#### The task:
I would like you to restate each record word for word.

Source data:
########################################

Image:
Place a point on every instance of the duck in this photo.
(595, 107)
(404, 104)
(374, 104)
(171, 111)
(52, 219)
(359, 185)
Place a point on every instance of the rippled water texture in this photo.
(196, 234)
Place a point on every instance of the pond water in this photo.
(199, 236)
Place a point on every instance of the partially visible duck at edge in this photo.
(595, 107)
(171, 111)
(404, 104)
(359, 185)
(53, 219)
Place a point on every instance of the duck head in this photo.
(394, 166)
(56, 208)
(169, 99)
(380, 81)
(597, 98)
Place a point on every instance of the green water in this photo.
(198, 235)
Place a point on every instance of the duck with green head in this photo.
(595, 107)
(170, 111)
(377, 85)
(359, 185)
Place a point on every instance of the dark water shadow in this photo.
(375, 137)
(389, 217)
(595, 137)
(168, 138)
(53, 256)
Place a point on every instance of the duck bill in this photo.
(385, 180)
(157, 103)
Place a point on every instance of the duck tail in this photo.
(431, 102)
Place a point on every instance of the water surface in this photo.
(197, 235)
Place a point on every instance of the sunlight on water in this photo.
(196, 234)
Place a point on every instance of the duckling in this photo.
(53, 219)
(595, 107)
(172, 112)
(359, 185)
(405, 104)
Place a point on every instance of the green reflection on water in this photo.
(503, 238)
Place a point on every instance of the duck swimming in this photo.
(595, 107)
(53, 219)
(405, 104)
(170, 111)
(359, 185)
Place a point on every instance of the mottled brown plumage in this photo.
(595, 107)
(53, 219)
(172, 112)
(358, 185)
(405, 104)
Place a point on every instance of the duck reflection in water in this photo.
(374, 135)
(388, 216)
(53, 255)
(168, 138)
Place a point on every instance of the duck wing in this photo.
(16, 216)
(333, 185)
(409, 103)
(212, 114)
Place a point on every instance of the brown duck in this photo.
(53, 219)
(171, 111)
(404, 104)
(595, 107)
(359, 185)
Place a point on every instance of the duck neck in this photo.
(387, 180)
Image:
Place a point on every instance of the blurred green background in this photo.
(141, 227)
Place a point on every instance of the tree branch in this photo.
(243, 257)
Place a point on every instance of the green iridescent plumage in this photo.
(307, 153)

########################################

#### Response to this task:
Image:
Place a point on every instance of the duck in this photo.
(595, 107)
(404, 104)
(374, 104)
(171, 111)
(52, 219)
(359, 185)
Place a point on every instance of the rippled water texture in this photo.
(196, 234)
Place a point on every instance of the pond water in this photo.
(199, 236)
Place a point on every instance of the partially visible duck at edge in this photo.
(595, 107)
(171, 111)
(404, 104)
(359, 185)
(53, 219)
Place a point on every instance of the duck head in this photo.
(394, 166)
(56, 208)
(169, 99)
(380, 81)
(597, 98)
Place a point on every instance of the green water in this photo.
(198, 235)
Place a point on every instance of the duck with green head in this photo.
(595, 107)
(170, 111)
(377, 85)
(359, 185)
Place a point on every instance of the dark water shadow in this photo.
(375, 137)
(389, 217)
(595, 137)
(168, 138)
(53, 256)
Place a point on every instance of the duck bill in this photo.
(385, 180)
(157, 103)
Place a point on every instance of the duck tail in this photo.
(431, 102)
Place a point on every instance of the water surface in this photo.
(197, 235)
Place a point on every instance of the sunlight on water in this photo.
(196, 234)
Place a point on every instance of the duckling in this photo.
(53, 219)
(595, 107)
(172, 112)
(359, 185)
(405, 104)
Place a point on every instance of the green reflection on water in this photo.
(503, 238)
Place a point on every instance of the duck swimming in this photo.
(595, 107)
(53, 219)
(405, 104)
(170, 111)
(359, 185)
Place a point on every instance of the mottled brown plumage in this photo.
(595, 107)
(53, 219)
(172, 112)
(358, 185)
(405, 104)
Place a point on every instance of the duck reflection in water in this photo.
(374, 135)
(388, 216)
(53, 255)
(168, 138)
Place a point on every instance of the duck wing in this photo.
(16, 216)
(333, 185)
(409, 103)
(212, 114)
Place a point on every instance of the brown duck in this photo.
(53, 219)
(171, 111)
(404, 104)
(595, 107)
(359, 185)
Place a point on every instance of the duck neck in this photo.
(387, 180)
Image:
Place a point on every instance of the blurred green background in this photo.
(141, 227)
Place a point on every instance of the tree branch in this photo.
(243, 257)
Place a point on every instance of the green iridescent plumage in this photo.
(307, 153)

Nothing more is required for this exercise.